Extrait fourni
◇ ◇ ◇ ◇
Serge Deruette pourtant tranche en faveur de la sincérité de Thomas More et non pas d’une œuvre de dérision. La prudence politique l’incitait à se faire le contradicteur de Raphaël et à paraître sceptique. Mais l’Utopie est un texte à la portée politique évidente, inscrite largement dans les enjeux de l’époque : la première partie y fait explicitement référence et l’on y débat des guerres princières, des enclosures frappant les paysans britanniques ou de la sévérité croissante de la justice envers les voleurs qui sont souvent des nécessiteux. More se montre à la fois un critique vigoureux de l’absolutisme royal naissant, de la justice pénale de plus en plus lourde mais aussi du capitalisme balbutiant. Il est intéressant de constater qu’il n’y a chez lui aucune vraie nostalgique des rapports sociaux féodaux.
La force et le génie de son texte sont de ne pas se limiter à la critique et de refuser la nostalgie pour proposer un autre modèle social, à savoir l’île d’Utopie décrite avec une grande minutie de détails. Ses fondements sociaux et politiques en sont toutefois plutôt simples : l’Utopie est une république communiste. Son « prince » n’en est pas vraiment un et est plutôt à rapprocher du doge de Venise. Ses institutions sont construites sur la libre délibération et sur le vote à tous les échelons. Les élus du peuple utopien ne profitent d’aucun avantage matériel et l’égalité économique caractérise tous les rapports sociaux. Persuadé que « l’unique moyen de distribuer les biens avec égalité, avec justice et de constituer le bonheur du genre humain, c’est l’abolition de la propriété », More imagine donc une société où chacun travaille manuellement – excepté une toute petite caste de lettrés qui se consacre aux tâches intellectuelles –, où les biens sont distribués gratuitement et où une planification impérative commande la production et la diffusion des richesses. L’argent n’existe pas et les métaux précieux n’ont aucune valeur intrinsèque. À vrai dire on ne retrouve l’or et l’argent que sous la forme de chaines forgées pour les prisonniers. Voilà une bien belle métaphore du fétichisme de l’or et de la monnaie !
◇ ◇ ◇ ◇
Données fournies

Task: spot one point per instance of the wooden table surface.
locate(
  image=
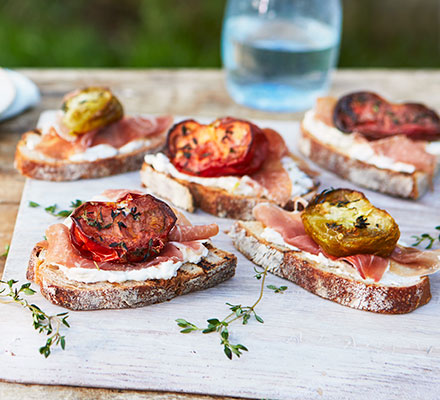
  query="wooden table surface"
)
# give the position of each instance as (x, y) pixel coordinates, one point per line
(179, 92)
◇ ◇ ◇ ◇
Exercice
Recopiez à l'identique, dans l'extrait sur l'Utopie de Thomas More, tout ce qui va de « Serge Deruette pourtant » jusqu'à « rapports sociaux féodaux. ».

Exercice terminé
Serge Deruette pourtant tranche en faveur de la sincérité de Thomas More et non pas d’une œuvre de dérision. La prudence politique l’incitait à se faire le contradicteur de Raphaël et à paraître sceptique. Mais l’Utopie est un texte à la portée politique évidente, inscrite largement dans les enjeux de l’époque : la première partie y fait explicitement référence et l’on y débat des guerres princières, des enclosures frappant les paysans britanniques ou de la sévérité croissante de la justice envers les voleurs qui sont souvent des nécessiteux. More se montre à la fois un critique vigoureux de l’absolutisme royal naissant, de la justice pénale de plus en plus lourde mais aussi du capitalisme balbutiant. Il est intéressant de constater qu’il n’y a chez lui aucune vraie nostalgique des rapports sociaux féodaux.